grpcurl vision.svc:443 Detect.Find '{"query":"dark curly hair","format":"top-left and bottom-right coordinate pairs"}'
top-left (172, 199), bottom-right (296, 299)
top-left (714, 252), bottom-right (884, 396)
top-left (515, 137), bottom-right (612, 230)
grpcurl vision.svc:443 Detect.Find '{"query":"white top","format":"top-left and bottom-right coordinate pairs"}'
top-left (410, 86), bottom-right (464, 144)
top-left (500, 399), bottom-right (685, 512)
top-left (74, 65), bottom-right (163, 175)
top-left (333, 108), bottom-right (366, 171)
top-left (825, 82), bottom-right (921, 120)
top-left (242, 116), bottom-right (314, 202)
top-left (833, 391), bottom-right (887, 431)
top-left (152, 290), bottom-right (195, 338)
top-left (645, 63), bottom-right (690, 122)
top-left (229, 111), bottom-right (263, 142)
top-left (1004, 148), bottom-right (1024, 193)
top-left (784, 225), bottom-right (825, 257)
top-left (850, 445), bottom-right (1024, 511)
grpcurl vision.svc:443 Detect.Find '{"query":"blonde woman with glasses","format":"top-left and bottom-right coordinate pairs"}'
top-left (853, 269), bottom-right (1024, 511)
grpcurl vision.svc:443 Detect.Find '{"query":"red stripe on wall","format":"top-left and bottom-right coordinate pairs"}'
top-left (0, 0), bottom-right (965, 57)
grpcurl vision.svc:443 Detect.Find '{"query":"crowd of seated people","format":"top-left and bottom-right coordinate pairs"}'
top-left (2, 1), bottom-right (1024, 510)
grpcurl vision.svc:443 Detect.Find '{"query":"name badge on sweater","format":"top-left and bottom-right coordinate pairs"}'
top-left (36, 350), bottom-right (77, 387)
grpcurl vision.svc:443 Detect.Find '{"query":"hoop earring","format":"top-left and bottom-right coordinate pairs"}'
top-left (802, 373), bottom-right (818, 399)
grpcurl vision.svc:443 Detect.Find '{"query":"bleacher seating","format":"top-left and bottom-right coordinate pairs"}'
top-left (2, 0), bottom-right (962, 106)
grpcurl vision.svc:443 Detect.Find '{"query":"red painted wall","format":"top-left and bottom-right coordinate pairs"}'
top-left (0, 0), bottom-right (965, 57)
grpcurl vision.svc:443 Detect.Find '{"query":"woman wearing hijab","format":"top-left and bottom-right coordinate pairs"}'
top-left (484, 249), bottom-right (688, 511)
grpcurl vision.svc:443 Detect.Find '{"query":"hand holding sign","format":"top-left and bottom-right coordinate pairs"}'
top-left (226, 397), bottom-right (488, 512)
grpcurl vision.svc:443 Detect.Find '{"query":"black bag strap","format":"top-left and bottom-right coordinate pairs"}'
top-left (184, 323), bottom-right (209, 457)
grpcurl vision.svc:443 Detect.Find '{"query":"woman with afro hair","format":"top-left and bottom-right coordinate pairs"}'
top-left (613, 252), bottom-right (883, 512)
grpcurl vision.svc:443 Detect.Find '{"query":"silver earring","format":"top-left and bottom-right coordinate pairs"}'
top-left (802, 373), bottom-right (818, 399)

:::::

Assignment:
Nothing in the entries above should differ when you return them in full.

Written solution:
grpcurl vision.svc:443 Detect.Find '{"query":"dark curly hair","format":"top-left and bottom-right coordinate pairs"}'
top-left (172, 199), bottom-right (296, 299)
top-left (714, 252), bottom-right (884, 396)
top-left (515, 137), bottom-right (612, 230)
grpcurl vision.svc:443 Detect.Find '{"query":"white top","format":"top-left and bottom-right coordinate pairs"}'
top-left (410, 86), bottom-right (464, 144)
top-left (500, 399), bottom-right (685, 512)
top-left (74, 65), bottom-right (163, 175)
top-left (333, 108), bottom-right (366, 171)
top-left (825, 82), bottom-right (921, 120)
top-left (242, 116), bottom-right (314, 202)
top-left (833, 391), bottom-right (887, 431)
top-left (152, 290), bottom-right (195, 338)
top-left (645, 63), bottom-right (690, 122)
top-left (229, 111), bottom-right (263, 142)
top-left (1004, 148), bottom-right (1024, 193)
top-left (784, 225), bottom-right (825, 257)
top-left (850, 445), bottom-right (1024, 511)
grpcurl vision.svc:443 Detect.Find '{"query":"blonde woman with glasses","format":"top-left and bottom-right coordinate pairs"}'
top-left (853, 269), bottom-right (1024, 511)
grpcurl vision.svc:443 Detect.Find '{"query":"red stripe on wall","format":"top-left and bottom-right coordinate pairs"}'
top-left (0, 0), bottom-right (965, 57)
grpcurl vision.svc:443 Detect.Find '{"query":"crowd of seated people","format":"top-left and bottom-right coordinate pairs"}'
top-left (2, 1), bottom-right (1024, 510)
grpcurl vision.svc:443 Detect.Find '{"query":"name badge on sweater","format":"top-left and bottom-right coordinate pairs"}'
top-left (36, 350), bottom-right (77, 387)
grpcurl vision.svc:443 Detect.Find '{"query":"hoop earring","format":"top-left and bottom-right coordinate pairs"}'
top-left (802, 373), bottom-right (818, 399)
grpcurl vision.svc:443 Detect.Find '{"query":"bleacher seating","format":"top-left and bottom-right coordinate pairs"}'
top-left (2, 0), bottom-right (962, 106)
grpcurl vision.svc:443 Detect.Find '{"query":"red painted wall","format":"top-left and bottom-right coordinate pairs"}'
top-left (0, 0), bottom-right (965, 57)
grpcurl vision.svc:443 Detect.Find '{"query":"woman wearing hijab","format":"top-left and bottom-right coordinate pairs"}'
top-left (484, 249), bottom-right (688, 511)
grpcurl vision.svc:443 Detect.Find '{"query":"hand holding sign","format":"top-left and bottom-right coordinate pairs"}'
top-left (226, 397), bottom-right (488, 512)
grpcurl vision.svc:443 Detect.Find '{"query":"black bag strap","format":"top-left and bottom-right coordinate pairs"}'
top-left (184, 323), bottom-right (209, 457)
grpcurl vision.svc:443 Detect.Find '{"query":"woman with afro hair","format":"top-left and bottom-right coordinate pairs"}'
top-left (613, 252), bottom-right (883, 512)
grpcurl vision.svc:443 Detect.Find '{"query":"silver earring","format":"top-left and bottom-right coordinate pairs"}'
top-left (802, 373), bottom-right (818, 399)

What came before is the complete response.